Start of DATA
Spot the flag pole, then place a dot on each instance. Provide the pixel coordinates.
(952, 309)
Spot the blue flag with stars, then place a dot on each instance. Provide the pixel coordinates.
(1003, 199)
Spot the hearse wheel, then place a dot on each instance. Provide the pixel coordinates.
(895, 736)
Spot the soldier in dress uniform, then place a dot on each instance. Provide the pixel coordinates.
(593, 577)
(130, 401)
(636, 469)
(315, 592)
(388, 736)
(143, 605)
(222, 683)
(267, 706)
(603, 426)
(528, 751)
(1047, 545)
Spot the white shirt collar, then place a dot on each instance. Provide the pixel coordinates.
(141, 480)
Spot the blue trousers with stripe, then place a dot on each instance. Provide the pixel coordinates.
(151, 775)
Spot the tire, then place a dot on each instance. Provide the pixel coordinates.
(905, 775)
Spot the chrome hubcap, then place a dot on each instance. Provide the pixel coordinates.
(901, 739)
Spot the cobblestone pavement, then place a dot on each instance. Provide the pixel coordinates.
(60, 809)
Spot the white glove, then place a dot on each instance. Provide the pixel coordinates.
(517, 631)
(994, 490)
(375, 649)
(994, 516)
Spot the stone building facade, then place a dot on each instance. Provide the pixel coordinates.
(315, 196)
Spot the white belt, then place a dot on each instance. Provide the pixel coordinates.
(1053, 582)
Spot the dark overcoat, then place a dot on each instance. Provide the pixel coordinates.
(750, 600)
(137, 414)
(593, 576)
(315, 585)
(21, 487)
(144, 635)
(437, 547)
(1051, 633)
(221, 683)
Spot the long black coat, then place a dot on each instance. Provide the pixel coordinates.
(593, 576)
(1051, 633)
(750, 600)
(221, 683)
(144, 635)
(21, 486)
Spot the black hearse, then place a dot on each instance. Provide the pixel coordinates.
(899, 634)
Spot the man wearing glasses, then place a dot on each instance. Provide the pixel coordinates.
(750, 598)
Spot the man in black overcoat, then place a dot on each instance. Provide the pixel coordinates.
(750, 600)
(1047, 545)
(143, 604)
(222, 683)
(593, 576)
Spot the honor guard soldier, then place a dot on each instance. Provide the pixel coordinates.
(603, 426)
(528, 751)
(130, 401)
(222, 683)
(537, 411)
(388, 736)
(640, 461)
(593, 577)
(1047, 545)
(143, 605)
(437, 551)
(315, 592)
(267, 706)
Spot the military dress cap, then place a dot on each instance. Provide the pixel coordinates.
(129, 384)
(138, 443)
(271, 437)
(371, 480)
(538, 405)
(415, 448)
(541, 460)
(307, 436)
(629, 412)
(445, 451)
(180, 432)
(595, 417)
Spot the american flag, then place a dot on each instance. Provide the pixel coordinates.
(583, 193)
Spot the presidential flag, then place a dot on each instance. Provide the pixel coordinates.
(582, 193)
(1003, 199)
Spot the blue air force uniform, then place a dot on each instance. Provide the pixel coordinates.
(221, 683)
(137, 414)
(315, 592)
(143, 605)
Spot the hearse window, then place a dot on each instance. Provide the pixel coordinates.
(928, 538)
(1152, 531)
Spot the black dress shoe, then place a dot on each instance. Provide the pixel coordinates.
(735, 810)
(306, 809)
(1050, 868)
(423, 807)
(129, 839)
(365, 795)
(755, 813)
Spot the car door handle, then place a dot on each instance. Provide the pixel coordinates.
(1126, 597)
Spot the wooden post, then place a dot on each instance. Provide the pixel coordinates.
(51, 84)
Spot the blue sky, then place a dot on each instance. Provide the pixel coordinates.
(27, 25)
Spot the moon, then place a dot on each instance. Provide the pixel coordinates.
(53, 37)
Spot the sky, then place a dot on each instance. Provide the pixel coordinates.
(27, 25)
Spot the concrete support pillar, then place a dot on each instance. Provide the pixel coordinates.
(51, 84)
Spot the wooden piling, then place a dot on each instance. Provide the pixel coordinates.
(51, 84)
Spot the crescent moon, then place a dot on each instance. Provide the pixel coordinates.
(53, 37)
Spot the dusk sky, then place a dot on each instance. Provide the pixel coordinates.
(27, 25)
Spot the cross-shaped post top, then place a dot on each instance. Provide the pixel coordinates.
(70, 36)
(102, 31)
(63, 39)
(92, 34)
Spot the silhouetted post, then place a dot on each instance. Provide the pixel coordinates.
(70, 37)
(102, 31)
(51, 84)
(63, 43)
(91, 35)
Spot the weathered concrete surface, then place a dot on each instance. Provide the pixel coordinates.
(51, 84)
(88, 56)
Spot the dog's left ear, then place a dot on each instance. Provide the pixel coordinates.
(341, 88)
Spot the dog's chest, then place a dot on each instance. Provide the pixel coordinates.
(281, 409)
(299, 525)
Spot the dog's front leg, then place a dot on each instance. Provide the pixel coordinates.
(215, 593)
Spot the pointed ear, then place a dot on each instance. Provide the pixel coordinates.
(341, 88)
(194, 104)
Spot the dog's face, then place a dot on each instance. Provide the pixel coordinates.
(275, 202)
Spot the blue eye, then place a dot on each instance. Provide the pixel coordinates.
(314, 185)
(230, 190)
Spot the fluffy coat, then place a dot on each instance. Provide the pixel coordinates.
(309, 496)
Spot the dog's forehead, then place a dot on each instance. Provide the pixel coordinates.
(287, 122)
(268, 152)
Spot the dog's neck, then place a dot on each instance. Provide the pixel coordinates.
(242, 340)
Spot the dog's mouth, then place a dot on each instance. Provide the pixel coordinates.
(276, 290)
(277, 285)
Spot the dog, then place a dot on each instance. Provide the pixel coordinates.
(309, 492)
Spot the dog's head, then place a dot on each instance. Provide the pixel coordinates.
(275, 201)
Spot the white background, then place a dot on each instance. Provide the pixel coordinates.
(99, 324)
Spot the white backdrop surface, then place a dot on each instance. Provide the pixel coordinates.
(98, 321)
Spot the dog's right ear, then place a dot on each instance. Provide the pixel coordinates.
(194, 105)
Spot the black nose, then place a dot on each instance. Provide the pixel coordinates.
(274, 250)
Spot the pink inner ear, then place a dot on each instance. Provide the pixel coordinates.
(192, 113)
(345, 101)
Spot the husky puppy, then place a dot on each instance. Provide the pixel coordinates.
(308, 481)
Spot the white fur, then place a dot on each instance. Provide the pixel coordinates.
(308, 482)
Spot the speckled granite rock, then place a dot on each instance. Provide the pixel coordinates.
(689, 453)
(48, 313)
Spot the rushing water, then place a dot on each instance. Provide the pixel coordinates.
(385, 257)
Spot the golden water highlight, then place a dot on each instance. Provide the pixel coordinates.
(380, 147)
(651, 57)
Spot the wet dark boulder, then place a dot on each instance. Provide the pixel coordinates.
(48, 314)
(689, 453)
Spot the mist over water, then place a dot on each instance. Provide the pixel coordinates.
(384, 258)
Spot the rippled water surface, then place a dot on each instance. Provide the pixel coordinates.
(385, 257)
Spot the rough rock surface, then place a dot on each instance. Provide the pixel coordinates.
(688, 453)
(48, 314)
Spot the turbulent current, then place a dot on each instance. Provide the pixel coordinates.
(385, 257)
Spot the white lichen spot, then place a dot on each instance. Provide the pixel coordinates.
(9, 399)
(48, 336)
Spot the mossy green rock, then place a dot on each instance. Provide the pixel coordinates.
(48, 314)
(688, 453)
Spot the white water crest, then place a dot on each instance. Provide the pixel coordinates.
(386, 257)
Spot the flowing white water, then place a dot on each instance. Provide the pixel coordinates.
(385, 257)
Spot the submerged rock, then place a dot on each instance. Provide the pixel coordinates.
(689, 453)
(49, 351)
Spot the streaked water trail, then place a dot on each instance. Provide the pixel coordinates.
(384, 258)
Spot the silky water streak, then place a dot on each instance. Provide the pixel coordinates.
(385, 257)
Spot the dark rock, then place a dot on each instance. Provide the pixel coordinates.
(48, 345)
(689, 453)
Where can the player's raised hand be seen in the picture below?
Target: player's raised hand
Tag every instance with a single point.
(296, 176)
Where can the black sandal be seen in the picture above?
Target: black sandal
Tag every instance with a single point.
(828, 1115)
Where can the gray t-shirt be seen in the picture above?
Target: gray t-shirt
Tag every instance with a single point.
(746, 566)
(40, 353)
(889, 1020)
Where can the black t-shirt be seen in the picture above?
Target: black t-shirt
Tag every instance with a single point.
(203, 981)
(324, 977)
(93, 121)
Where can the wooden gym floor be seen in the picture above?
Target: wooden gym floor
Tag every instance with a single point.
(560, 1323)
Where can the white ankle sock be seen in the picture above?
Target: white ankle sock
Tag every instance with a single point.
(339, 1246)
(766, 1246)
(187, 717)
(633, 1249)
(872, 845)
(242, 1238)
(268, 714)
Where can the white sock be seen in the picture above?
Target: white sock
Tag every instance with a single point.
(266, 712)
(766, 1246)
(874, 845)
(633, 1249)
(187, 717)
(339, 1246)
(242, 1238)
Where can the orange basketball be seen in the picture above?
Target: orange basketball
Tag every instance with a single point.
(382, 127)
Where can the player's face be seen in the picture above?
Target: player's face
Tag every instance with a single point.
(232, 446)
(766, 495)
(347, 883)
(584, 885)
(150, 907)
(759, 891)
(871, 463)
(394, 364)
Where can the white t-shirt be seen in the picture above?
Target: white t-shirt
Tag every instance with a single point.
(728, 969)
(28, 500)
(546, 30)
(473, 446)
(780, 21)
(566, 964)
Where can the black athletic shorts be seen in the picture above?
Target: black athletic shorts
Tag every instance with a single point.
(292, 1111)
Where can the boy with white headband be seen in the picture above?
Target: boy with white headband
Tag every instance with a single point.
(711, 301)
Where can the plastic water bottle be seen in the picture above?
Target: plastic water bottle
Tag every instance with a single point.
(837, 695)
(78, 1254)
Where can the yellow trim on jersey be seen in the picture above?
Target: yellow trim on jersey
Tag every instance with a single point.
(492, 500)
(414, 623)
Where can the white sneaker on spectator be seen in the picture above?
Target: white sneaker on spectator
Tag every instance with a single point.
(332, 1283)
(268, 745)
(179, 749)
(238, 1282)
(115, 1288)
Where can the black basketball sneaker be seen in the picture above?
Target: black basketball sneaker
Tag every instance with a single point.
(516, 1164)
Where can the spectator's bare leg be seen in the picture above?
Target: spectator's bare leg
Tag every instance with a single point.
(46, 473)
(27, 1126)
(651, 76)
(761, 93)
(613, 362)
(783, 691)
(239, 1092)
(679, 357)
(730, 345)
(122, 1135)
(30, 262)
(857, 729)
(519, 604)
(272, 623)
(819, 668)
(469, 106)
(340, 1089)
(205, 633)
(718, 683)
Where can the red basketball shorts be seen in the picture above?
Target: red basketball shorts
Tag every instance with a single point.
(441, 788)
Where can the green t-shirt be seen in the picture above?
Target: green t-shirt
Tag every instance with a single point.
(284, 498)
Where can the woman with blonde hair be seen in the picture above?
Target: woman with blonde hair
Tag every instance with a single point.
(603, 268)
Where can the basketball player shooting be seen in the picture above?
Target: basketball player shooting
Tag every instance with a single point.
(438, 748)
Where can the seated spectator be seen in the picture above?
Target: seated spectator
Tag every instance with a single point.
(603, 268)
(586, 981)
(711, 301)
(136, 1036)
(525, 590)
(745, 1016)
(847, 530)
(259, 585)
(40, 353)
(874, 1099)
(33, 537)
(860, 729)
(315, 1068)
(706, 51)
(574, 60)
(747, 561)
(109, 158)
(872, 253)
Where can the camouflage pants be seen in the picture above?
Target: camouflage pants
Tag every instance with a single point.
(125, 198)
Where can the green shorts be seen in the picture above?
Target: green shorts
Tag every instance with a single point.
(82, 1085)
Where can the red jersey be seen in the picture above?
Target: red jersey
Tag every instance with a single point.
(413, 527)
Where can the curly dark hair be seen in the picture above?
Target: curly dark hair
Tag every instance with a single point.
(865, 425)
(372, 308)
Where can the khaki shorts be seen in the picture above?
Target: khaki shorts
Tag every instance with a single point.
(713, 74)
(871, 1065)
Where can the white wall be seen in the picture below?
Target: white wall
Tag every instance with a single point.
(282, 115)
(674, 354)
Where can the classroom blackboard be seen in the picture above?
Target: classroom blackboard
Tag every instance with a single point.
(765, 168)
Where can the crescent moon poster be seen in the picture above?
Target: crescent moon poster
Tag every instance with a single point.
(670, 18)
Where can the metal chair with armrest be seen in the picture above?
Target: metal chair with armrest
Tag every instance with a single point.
End of DATA
## TASK PROMPT:
When a line in the listing has the word "shorts", return that line.

## WRITTEN REPLY:
Where can the black athletic shorts be seen in the picture above?
Target: black athletic shorts
Where can the red basketball shorts be seen in the picture above?
Target: red basketball shorts
Where can the green shorts be seen in the picture above?
Target: green shorts
Where can the khaki shorts be seen in the picture above?
Target: khaki shorts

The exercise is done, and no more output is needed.